- [TASK STATEMENT]:
Extract all of the entries and set them down verbatim.

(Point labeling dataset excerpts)
--- start ---
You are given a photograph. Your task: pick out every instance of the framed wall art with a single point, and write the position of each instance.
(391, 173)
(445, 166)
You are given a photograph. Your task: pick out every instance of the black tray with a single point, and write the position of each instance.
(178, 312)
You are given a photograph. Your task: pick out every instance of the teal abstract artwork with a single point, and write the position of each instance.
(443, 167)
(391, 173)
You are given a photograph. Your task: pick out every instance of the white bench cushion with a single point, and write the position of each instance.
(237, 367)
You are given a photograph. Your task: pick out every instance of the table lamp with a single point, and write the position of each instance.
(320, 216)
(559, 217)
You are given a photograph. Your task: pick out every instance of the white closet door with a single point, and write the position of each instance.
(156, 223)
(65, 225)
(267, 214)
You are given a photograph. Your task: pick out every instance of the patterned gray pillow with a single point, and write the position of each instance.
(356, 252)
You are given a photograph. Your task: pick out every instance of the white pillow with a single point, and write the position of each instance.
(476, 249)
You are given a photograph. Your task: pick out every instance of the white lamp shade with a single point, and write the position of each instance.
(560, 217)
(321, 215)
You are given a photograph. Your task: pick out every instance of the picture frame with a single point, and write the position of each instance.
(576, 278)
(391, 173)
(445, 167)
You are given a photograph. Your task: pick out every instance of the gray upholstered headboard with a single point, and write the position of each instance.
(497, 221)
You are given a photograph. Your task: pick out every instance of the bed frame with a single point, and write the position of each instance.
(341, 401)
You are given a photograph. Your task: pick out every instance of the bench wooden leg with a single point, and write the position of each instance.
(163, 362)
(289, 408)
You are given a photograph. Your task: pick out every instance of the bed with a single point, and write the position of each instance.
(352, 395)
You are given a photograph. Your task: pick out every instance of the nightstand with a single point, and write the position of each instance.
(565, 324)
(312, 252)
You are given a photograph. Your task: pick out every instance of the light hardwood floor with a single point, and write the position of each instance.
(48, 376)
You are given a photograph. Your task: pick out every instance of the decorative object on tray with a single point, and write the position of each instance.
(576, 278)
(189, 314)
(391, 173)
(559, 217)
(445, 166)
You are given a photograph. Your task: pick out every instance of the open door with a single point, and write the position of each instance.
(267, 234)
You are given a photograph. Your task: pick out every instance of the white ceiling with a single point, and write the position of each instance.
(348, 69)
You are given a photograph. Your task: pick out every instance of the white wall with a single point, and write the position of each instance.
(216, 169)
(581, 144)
--- end ---
- [THE COMPLETED TASK]:
You are given a photograph. Your task: pick out every instance of the framed wall art with a single point, and write the position of each instance.
(391, 173)
(445, 166)
You are given a photograph. Your task: pick out every instance of the black tray with a single point, and write the position of each instance.
(178, 312)
You are given a photograph. Your task: pick out every instance of the teal abstract artwork with a single point, and write the position of each instance.
(443, 167)
(391, 173)
You are given a photograph. Your task: pick out every instance of the white bench cushion with a single point, and write the position of each instance.
(237, 367)
You are given a photograph. Your task: pick out every instance of the table lamp with a single point, and write the position of each instance.
(320, 216)
(559, 217)
You are given a photograph. Your task: pick out every instance of the white closet door with a single point, and write the position of each instance.
(156, 223)
(65, 225)
(267, 214)
You are given a photograph. Your task: pick out every instance of the patterned gray pillow with a single point, and write the position of each instance.
(356, 252)
You are given a photograph. Your task: pick out every instance of the white pillow with a single point, and write the position of each instance.
(476, 249)
You are given a photograph. Your task: pick out every instance of the white lamp shade with a single point, and write the position of each instance.
(560, 217)
(321, 215)
You are given a photograph. Your task: pick out every instance of the picture frame with a single point, and write the position of each instance.
(576, 278)
(391, 173)
(445, 167)
You are given a photograph. Your task: pick out every instance of the gray upholstered headboard with a single point, and write the position of each instance.
(497, 221)
You are given a photograph. Your task: pick out every instance of the bed frame with a single point, and write the position of each instance.
(341, 401)
You are given a photograph. Your task: pick out every instance of the bench wooden leg with a single point, and write the position of each instance.
(163, 362)
(289, 408)
You are given a photograph. Your task: pick out every instance of the bed with a single point, and write the position of each instance.
(352, 395)
You are given a photograph. Your task: pick out every instance of the nightstand with a single point, and write the position of each instance.
(565, 324)
(312, 252)
You are given a photograph. Your task: pick out every instance of the light hardwood floor with a single point, and write the position of each instance.
(48, 376)
You are given a photograph. Your task: pick out every instance of the decorative object on tray with a single point, and write the position of each instance.
(576, 278)
(189, 314)
(391, 173)
(559, 217)
(445, 166)
You are given a photograph. Your task: pick out every instance of the open door with a single point, and write the position of each instance.
(267, 234)
You are given a photograph. Your task: pick out every instance of the white ceiling with a single point, and write the position of each instance.
(348, 69)
You are given a photograph. Your task: pick out every instance of the white wall with a single point, and write the position of each instance.
(216, 169)
(581, 144)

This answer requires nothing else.